[Start of Attachment]

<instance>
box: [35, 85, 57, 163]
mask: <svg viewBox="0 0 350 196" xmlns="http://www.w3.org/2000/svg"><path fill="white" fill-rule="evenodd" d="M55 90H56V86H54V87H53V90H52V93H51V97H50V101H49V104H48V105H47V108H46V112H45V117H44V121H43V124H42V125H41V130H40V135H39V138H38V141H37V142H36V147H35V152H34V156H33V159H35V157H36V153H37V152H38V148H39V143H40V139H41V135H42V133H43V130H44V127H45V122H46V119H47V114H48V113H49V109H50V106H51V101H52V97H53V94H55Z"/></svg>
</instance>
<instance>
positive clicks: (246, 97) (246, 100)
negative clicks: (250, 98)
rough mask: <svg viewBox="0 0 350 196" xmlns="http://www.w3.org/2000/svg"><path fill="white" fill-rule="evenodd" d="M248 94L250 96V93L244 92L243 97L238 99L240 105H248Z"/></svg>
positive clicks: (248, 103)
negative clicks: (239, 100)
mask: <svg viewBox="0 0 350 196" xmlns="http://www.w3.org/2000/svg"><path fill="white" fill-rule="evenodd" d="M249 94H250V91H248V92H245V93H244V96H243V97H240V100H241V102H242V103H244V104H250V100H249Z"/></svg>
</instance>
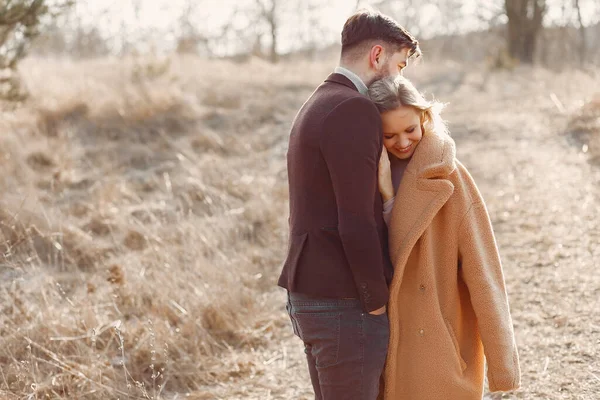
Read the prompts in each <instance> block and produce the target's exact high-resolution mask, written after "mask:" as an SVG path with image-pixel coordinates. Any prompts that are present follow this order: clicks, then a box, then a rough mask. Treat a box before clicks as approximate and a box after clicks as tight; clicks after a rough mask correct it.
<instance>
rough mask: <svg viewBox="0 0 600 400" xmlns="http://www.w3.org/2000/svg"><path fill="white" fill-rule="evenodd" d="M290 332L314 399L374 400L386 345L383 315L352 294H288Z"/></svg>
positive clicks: (387, 330)
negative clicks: (307, 294)
mask: <svg viewBox="0 0 600 400" xmlns="http://www.w3.org/2000/svg"><path fill="white" fill-rule="evenodd" d="M286 308H287V311H288V314H289V316H290V319H291V321H292V326H293V329H294V333H295V334H296V335H297V336H298V337H299V338H300V339H302V341H303V342H304V349H305V350H304V351H305V353H306V360H307V361H308V369H309V372H310V378H311V381H312V385H313V388H314V391H315V399H316V400H375V399H377V395H378V393H379V383H380V379H381V375H382V372H383V368H384V365H385V359H386V355H387V349H388V340H389V331H390V327H389V319H388V316H387V314H382V315H380V316H374V315H371V314H369V313H366V312H364V311H363V310H362V307H361V305H360V302H359V301H358V300H357V299H348V300H340V299H316V298H312V297H309V296H306V295H302V294H298V293H288V303H287V306H286Z"/></svg>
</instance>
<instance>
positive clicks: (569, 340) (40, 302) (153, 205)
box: [0, 57, 600, 400]
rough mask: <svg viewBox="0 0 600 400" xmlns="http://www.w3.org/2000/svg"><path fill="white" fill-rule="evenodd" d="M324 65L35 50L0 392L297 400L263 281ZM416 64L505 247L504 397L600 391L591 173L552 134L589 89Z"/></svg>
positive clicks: (9, 165)
mask: <svg viewBox="0 0 600 400" xmlns="http://www.w3.org/2000/svg"><path fill="white" fill-rule="evenodd" d="M331 66H332V64H331V63H330V64H326V63H323V64H320V65H313V64H300V65H280V66H270V65H267V64H264V63H261V62H259V61H252V62H251V63H249V64H244V65H239V64H232V63H228V62H206V61H202V60H199V59H196V58H193V57H183V58H174V59H164V60H140V59H131V60H125V61H123V60H110V59H102V60H93V61H86V62H78V63H70V62H58V61H57V62H52V61H47V60H27V61H26V62H25V63H24V64H23V66H22V71H23V75H24V82H25V84H26V85H27V87H28V89H29V90H30V92H31V93H32V98H31V99H30V100H29V101H28V102H27V103H26V104H24V105H23V106H22V107H21V108H19V109H16V110H5V111H4V112H3V118H1V119H0V170H1V171H2V174H1V175H0V250H2V256H0V397H2V398H7V399H13V398H14V399H17V398H27V397H29V398H57V399H72V398H78V399H107V398H132V399H134V398H156V399H158V398H165V399H166V398H169V399H170V398H173V399H175V398H181V397H183V396H186V395H187V398H190V399H228V400H231V399H289V398H295V399H308V398H310V384H309V381H308V376H307V373H306V369H305V366H304V361H303V353H302V350H301V346H300V344H299V342H298V341H297V340H296V338H294V337H293V336H292V335H291V332H290V331H291V329H290V328H289V322H288V321H287V319H286V316H285V312H284V311H283V299H282V293H281V291H279V290H278V289H276V288H275V281H276V278H277V275H278V273H279V265H280V263H281V261H282V259H283V258H284V256H285V250H286V241H287V212H288V209H287V179H286V178H287V175H286V163H285V152H286V146H287V134H288V128H289V124H290V122H291V120H292V118H293V116H294V114H295V112H296V110H297V109H298V107H299V106H300V105H301V104H302V102H303V101H304V100H305V99H306V97H307V96H308V95H309V94H310V93H311V91H312V90H313V88H314V86H315V85H316V84H318V83H319V82H320V81H321V80H322V78H323V77H324V76H326V74H327V73H328V72H329V70H330V68H331ZM411 74H412V75H413V76H412V78H413V79H414V80H415V81H416V82H417V84H418V85H419V87H421V88H422V89H426V90H427V91H428V92H430V93H434V94H436V96H437V97H438V98H440V100H442V101H449V102H450V103H451V105H450V107H449V108H448V111H447V116H448V117H449V119H450V122H451V128H452V131H453V134H454V136H455V138H456V140H457V142H458V147H459V156H460V157H461V159H463V161H465V162H466V163H467V165H468V166H469V168H470V170H471V171H472V172H473V174H474V175H475V177H476V179H477V181H478V183H479V184H480V187H481V189H482V191H483V192H484V196H485V197H486V200H487V201H488V205H489V208H490V212H491V213H492V218H493V219H494V224H495V227H496V230H497V234H498V238H499V243H500V245H501V248H502V250H503V254H504V255H505V264H506V267H505V268H506V275H507V282H508V286H509V290H510V294H511V307H512V308H513V315H514V318H515V326H516V332H517V339H518V341H519V346H520V348H521V356H522V363H523V367H524V388H523V390H521V391H518V392H516V393H514V394H510V395H507V396H506V397H505V398H526V399H534V398H535V399H537V398H551V399H565V398H573V399H575V398H577V399H592V398H594V397H590V396H593V393H596V392H597V390H598V389H600V379H598V378H597V377H598V376H600V373H598V367H599V366H598V361H597V360H598V358H599V357H600V354H599V353H598V350H597V347H598V346H597V343H598V342H597V341H598V340H600V336H599V333H598V330H597V329H598V326H600V321H599V320H598V315H597V312H596V313H595V314H594V310H597V293H598V290H599V289H598V288H599V287H600V277H598V275H597V273H596V272H595V269H594V265H595V264H594V263H595V261H597V259H598V257H599V256H600V254H598V246H597V243H598V240H600V236H598V225H597V223H595V222H594V221H595V220H596V218H595V211H594V210H595V207H594V205H597V204H598V201H599V200H598V199H599V198H600V194H599V192H598V190H597V182H600V178H599V177H598V170H597V169H594V168H592V167H590V165H588V164H587V163H586V159H587V158H585V157H582V156H581V155H582V153H581V148H582V144H581V143H579V142H577V143H575V144H576V146H573V147H568V146H565V144H567V143H568V142H567V141H566V140H565V136H564V135H561V133H565V132H571V130H572V129H571V128H570V126H573V124H576V123H579V122H578V121H580V118H579V117H578V116H585V117H584V118H588V107H591V106H586V108H584V109H583V111H581V107H582V106H583V105H584V104H587V103H590V100H589V99H591V94H592V93H591V88H593V84H591V82H594V80H595V79H597V78H594V77H590V76H588V75H586V74H582V73H578V72H572V73H569V74H567V73H564V74H561V75H557V74H553V73H550V72H548V71H544V70H530V69H517V70H515V71H513V72H502V71H500V72H495V73H493V74H481V73H480V72H478V71H476V70H468V69H466V68H464V67H463V66H460V65H456V64H440V65H438V64H436V65H427V64H425V65H422V66H420V67H419V68H418V69H415V70H413V72H411ZM49 77H51V79H49ZM553 93H554V97H552V96H551V94H553ZM590 104H595V103H593V102H591V103H590ZM571 115H573V117H571ZM589 118H592V117H589ZM589 118H588V119H589ZM588 119H585V121H588ZM592 119H593V118H592ZM590 121H591V120H590ZM588 122H589V121H588ZM588 122H585V123H586V124H587V123H588ZM586 126H587V125H586ZM593 129H595V128H592V129H590V130H589V132H595V133H597V131H595V130H593ZM595 133H589V134H590V135H592V136H593V135H594V134H595ZM595 137H598V135H596V136H595ZM586 140H587V139H586ZM588 148H589V153H592V152H593V151H596V150H595V149H597V147H595V145H592V142H591V141H590V142H589V143H588ZM482 153H484V154H486V157H481V154H482ZM540 171H541V172H540ZM534 178H535V179H534ZM532 182H534V183H532ZM564 193H567V194H568V195H567V196H565V195H564ZM561 196H562V197H561ZM575 218H576V220H577V221H579V222H578V224H575V225H577V226H574V225H573V223H572V221H573V220H574V219H575ZM572 225H573V226H572ZM594 244H596V246H595V245H594ZM559 245H560V246H559ZM574 268H575V270H573V269H574ZM576 276H579V277H580V278H581V279H580V280H577V279H575V277H576ZM584 278H585V279H584ZM582 282H583V283H582ZM556 293H561V295H560V296H557V294H556ZM594 377H596V379H598V381H597V382H596V380H595V379H594Z"/></svg>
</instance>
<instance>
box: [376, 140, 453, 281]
mask: <svg viewBox="0 0 600 400" xmlns="http://www.w3.org/2000/svg"><path fill="white" fill-rule="evenodd" d="M455 154H456V152H455V146H454V141H453V140H452V139H451V138H450V137H449V136H441V135H437V134H429V135H427V136H425V137H423V139H422V140H421V142H420V143H419V145H418V146H417V149H416V150H415V154H414V155H413V158H412V159H411V161H410V163H409V165H408V167H407V169H406V172H405V174H404V177H403V179H402V182H401V183H400V187H399V188H398V191H397V193H396V200H395V202H394V208H393V210H392V217H391V221H390V226H389V229H388V231H389V236H388V237H389V248H390V256H391V260H392V263H393V265H394V268H395V270H394V279H393V282H392V285H393V286H395V285H400V283H401V281H402V275H403V274H404V267H405V265H406V261H407V260H408V256H409V255H410V252H411V251H412V249H413V247H414V246H415V244H416V243H417V241H418V240H419V238H420V237H421V236H422V235H423V233H424V232H425V230H426V229H427V227H428V226H429V225H430V224H431V221H432V220H433V218H434V217H435V216H436V214H437V213H438V211H439V210H440V209H441V208H442V207H443V206H444V204H446V202H447V201H448V199H449V198H450V196H451V195H452V193H453V192H454V185H453V184H452V183H451V182H450V180H449V179H448V177H449V176H450V174H451V173H452V172H453V171H454V169H455V168H456V162H455Z"/></svg>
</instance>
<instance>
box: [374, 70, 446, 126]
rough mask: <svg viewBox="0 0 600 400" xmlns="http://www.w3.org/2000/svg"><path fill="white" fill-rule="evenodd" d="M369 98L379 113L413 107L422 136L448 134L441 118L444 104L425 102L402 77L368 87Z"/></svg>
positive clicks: (379, 81)
mask: <svg viewBox="0 0 600 400" xmlns="http://www.w3.org/2000/svg"><path fill="white" fill-rule="evenodd" d="M369 97H370V98H371V101H373V103H375V105H376V106H377V109H378V110H379V112H380V113H384V112H386V111H391V110H395V109H396V108H398V107H401V106H405V107H413V108H415V109H416V110H417V111H420V112H421V125H423V134H426V133H428V132H435V133H438V134H446V135H447V134H449V132H448V128H447V126H446V122H445V121H444V120H443V119H442V116H441V112H442V109H443V108H444V104H443V103H440V102H438V101H435V100H432V101H428V100H426V99H425V97H424V96H423V95H422V94H421V92H419V91H418V90H417V88H415V86H414V85H413V84H412V82H411V81H409V80H408V79H406V78H405V77H403V76H398V77H388V78H383V79H380V80H378V81H375V82H373V84H371V86H370V87H369Z"/></svg>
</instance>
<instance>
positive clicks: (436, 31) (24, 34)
mask: <svg viewBox="0 0 600 400" xmlns="http://www.w3.org/2000/svg"><path fill="white" fill-rule="evenodd" d="M86 1H87V2H89V1H96V0H0V70H1V74H0V88H1V90H0V95H1V96H2V97H5V98H7V97H8V98H15V99H19V98H22V96H23V93H22V90H21V89H20V87H19V85H18V79H17V77H16V73H15V71H16V67H17V64H18V61H19V60H20V59H22V58H23V57H24V56H25V55H26V54H27V50H28V49H29V47H30V46H31V45H32V44H33V48H32V51H33V52H34V53H35V54H38V55H60V56H69V57H76V58H85V57H97V56H103V55H124V54H131V53H135V52H139V51H140V48H142V43H141V41H142V40H143V39H141V38H140V37H139V36H141V37H142V38H143V37H144V36H145V35H139V36H138V37H135V36H132V35H131V34H129V33H127V32H128V31H127V30H126V29H125V28H126V27H125V26H123V29H122V32H123V33H122V35H121V37H120V46H118V47H115V46H111V45H110V44H109V40H111V39H114V38H108V37H107V36H106V34H105V33H103V32H102V30H101V28H100V27H99V26H97V25H94V24H93V23H92V24H90V23H87V24H84V23H83V22H82V20H81V17H80V15H78V14H77V13H75V12H74V9H75V8H76V7H74V5H76V4H77V3H82V2H86ZM129 1H131V2H132V4H133V7H134V10H135V13H136V18H138V19H139V18H141V17H140V16H139V12H140V9H141V7H142V3H144V0H129ZM146 2H147V3H152V1H151V0H147V1H146ZM328 3H330V2H328V1H327V0H246V1H238V2H236V3H234V6H233V8H232V10H231V14H230V17H229V18H228V19H227V21H226V22H224V23H223V24H222V25H221V26H220V27H218V28H217V29H214V28H213V29H211V30H208V29H206V27H205V26H206V24H205V23H204V22H206V21H207V20H210V19H211V10H213V11H214V2H212V0H188V1H187V2H186V3H185V5H184V7H183V8H181V11H180V16H179V18H177V19H176V21H174V23H173V26H172V29H171V31H172V32H171V34H170V36H172V37H174V38H175V44H174V46H173V47H172V49H171V50H172V51H176V52H178V53H195V54H197V55H199V56H202V57H223V56H226V57H234V58H238V59H245V58H247V57H251V56H258V57H263V58H265V59H268V60H270V61H271V62H278V61H279V60H280V59H282V58H293V57H296V58H303V57H313V58H318V57H321V56H322V55H323V54H324V53H327V52H329V53H334V51H333V47H334V46H336V44H335V42H336V39H337V37H339V36H338V35H339V30H340V29H341V26H340V27H337V28H336V34H335V35H333V36H332V35H331V31H328V30H327V27H325V26H324V24H325V22H324V20H323V18H322V16H321V14H322V13H323V10H324V7H331V4H328ZM592 3H593V4H592ZM596 3H597V0H491V1H488V2H476V1H473V2H472V5H471V6H472V8H471V9H468V7H467V5H468V4H469V3H468V2H464V1H461V0H432V1H425V2H424V1H421V0H370V1H369V0H357V1H356V2H355V4H353V5H354V6H355V8H360V7H363V6H367V7H368V6H370V7H373V8H375V9H378V10H381V11H382V12H384V13H387V14H389V15H391V16H393V17H394V18H395V19H397V20H398V21H399V22H400V23H401V24H402V25H404V26H405V27H406V28H407V29H408V30H409V31H410V32H412V33H413V34H414V35H416V36H417V37H418V38H419V39H420V41H421V42H424V46H423V47H424V48H425V50H426V54H427V56H428V57H429V58H436V57H440V58H452V59H455V60H458V61H461V60H462V61H466V62H473V61H481V60H483V59H491V60H492V62H493V63H494V64H495V65H497V66H498V67H505V66H510V65H514V64H515V63H528V64H530V63H543V64H556V63H561V64H563V63H573V62H577V63H579V64H580V65H585V64H586V63H596V64H597V63H598V62H599V61H600V28H599V23H598V21H599V20H600V4H596ZM584 5H585V6H586V7H584ZM551 10H552V11H553V12H552V13H550V11H551ZM586 10H587V11H586ZM589 10H592V12H593V13H595V14H596V15H585V14H586V12H588V13H589V12H590V11H589ZM550 14H552V15H553V19H552V20H549V16H550ZM557 16H558V17H557ZM113 17H115V16H114V15H113V16H110V15H109V16H107V18H109V19H110V18H113ZM432 18H433V19H432ZM584 19H586V20H587V21H588V23H587V26H586V24H585V23H584ZM329 29H331V28H329ZM469 31H473V32H469ZM284 42H285V43H286V46H287V48H284V47H285V46H283V45H282V43H284ZM147 48H150V49H152V48H153V47H152V45H150V46H149V47H147Z"/></svg>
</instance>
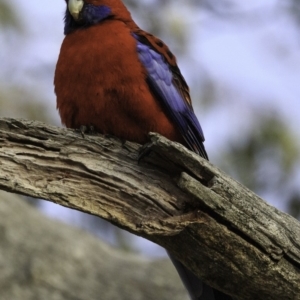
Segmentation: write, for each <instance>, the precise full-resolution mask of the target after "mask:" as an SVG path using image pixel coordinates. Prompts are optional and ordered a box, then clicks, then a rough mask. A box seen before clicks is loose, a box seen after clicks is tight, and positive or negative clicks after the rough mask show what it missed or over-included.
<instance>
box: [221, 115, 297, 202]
mask: <svg viewBox="0 0 300 300" xmlns="http://www.w3.org/2000/svg"><path fill="white" fill-rule="evenodd" d="M299 154H300V150H299V145H298V143H297V138H296V136H295V135H294V134H293V133H292V131H291V129H290V127H289V126H287V125H286V124H285V122H284V121H283V119H282V117H281V116H280V115H278V114H275V113H274V114H267V115H266V114H262V115H259V114H258V116H257V117H256V120H255V123H254V125H253V127H252V128H251V131H250V132H249V133H248V134H247V135H246V136H244V137H243V138H241V139H240V140H238V141H235V142H233V143H232V144H231V145H230V146H229V148H228V150H227V151H226V153H225V154H224V156H223V158H222V160H221V161H222V162H223V163H221V164H223V165H222V168H223V169H224V170H225V171H227V172H228V173H229V174H231V175H232V176H233V177H234V178H236V179H237V180H239V181H240V182H242V183H243V184H245V185H246V186H247V187H249V188H250V189H251V190H253V191H256V192H257V193H265V192H269V191H273V192H274V191H278V192H280V191H284V190H285V186H286V185H287V184H288V182H289V181H291V178H293V176H294V174H295V166H296V164H297V162H298V161H299ZM290 192H291V193H294V191H290ZM288 197H289V196H288ZM283 201H287V199H285V200H284V199H283Z"/></svg>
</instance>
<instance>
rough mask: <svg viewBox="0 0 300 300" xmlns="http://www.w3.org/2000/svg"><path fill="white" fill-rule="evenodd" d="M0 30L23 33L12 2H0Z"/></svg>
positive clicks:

[End of Attachment]

Problem requirements »
Extract from the data every line where "before" shows up.

Exercise answer »
Read the prompts in each <instance> block and produce the target's exact high-resolution mask, written after "mask:" as an SVG path with image-pixel coordinates. Any prompts that are present follow this order: clicks, then a box, then a rough mask. Treat a box before clicks as approximate and a box after clicks as tight; clicks after a rough mask correct it.
Segmentation: write, for each <instance>, the precise full-resolution mask of the target after "mask:" as an SVG path using image pixel coordinates. Prompts are optional and ordered a box, then clicks, then a rough mask. A box seen before clicks is loose, a box seen after clicks is tight, and positive or negative clicks after the rough mask show what it missed or over-included.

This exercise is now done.